_Task description_:
Rewrite everything from the line containing "Reviewer note: every instance of the man in" down to the end of the records, requests included. Increase every number in the answer coordinates by 51.

+++ Input material +++

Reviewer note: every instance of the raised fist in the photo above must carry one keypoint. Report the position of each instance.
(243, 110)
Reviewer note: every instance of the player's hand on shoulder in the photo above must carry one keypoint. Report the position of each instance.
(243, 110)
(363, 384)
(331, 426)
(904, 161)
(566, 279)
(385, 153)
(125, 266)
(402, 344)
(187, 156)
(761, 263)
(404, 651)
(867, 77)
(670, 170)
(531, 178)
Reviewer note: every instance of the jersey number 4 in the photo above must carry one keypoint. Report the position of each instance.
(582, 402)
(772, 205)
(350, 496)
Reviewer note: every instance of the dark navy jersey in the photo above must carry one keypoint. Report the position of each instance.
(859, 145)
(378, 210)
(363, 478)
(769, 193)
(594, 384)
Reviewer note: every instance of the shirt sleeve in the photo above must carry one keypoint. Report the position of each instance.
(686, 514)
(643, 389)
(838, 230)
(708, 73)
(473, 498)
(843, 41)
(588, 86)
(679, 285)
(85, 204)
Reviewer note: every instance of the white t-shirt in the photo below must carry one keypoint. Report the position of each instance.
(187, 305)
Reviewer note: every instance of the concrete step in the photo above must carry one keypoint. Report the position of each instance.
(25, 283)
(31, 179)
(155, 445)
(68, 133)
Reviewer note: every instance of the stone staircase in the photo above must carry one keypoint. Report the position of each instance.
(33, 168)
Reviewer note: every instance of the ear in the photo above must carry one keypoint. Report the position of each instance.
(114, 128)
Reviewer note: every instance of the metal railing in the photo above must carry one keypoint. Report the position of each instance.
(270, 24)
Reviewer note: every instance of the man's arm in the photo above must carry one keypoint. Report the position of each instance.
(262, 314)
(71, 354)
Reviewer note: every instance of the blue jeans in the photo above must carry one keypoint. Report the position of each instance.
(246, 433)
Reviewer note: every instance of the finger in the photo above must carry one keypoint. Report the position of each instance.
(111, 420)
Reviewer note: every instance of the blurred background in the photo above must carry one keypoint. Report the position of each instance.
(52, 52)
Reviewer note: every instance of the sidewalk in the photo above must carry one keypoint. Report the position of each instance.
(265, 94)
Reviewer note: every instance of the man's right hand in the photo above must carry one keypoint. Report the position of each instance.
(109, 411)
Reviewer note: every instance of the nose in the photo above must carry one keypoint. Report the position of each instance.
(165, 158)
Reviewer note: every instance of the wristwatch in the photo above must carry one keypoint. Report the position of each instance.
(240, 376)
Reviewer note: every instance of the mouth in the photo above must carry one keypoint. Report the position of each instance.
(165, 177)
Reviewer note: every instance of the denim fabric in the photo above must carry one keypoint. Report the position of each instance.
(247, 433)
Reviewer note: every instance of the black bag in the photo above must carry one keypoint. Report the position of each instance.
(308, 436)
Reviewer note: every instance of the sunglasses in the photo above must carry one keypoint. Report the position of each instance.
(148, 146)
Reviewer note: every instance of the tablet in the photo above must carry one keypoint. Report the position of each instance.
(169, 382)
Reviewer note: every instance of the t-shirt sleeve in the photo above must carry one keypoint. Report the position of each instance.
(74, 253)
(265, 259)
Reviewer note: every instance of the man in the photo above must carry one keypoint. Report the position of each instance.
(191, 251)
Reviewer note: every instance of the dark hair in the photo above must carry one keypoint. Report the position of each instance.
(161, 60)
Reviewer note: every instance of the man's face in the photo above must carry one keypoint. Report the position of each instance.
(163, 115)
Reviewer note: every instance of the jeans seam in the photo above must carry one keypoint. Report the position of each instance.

+++

_Answer to this task_:
Reviewer note: every instance of the man in the photo above must carry one keypoint. Report the position of each instance.
(242, 302)
Reviewer note: every instance of the dark hair in the photo above must carry one keypoint. Report the position of each instance.
(212, 111)
Reviewer note: every instance of the man's face in the photo above must carry one keypoint. Report the position of each instance.
(214, 166)
Reviewer note: every instance of the jeans seam in the photo above must carry one keypoint. Report the position of each instance.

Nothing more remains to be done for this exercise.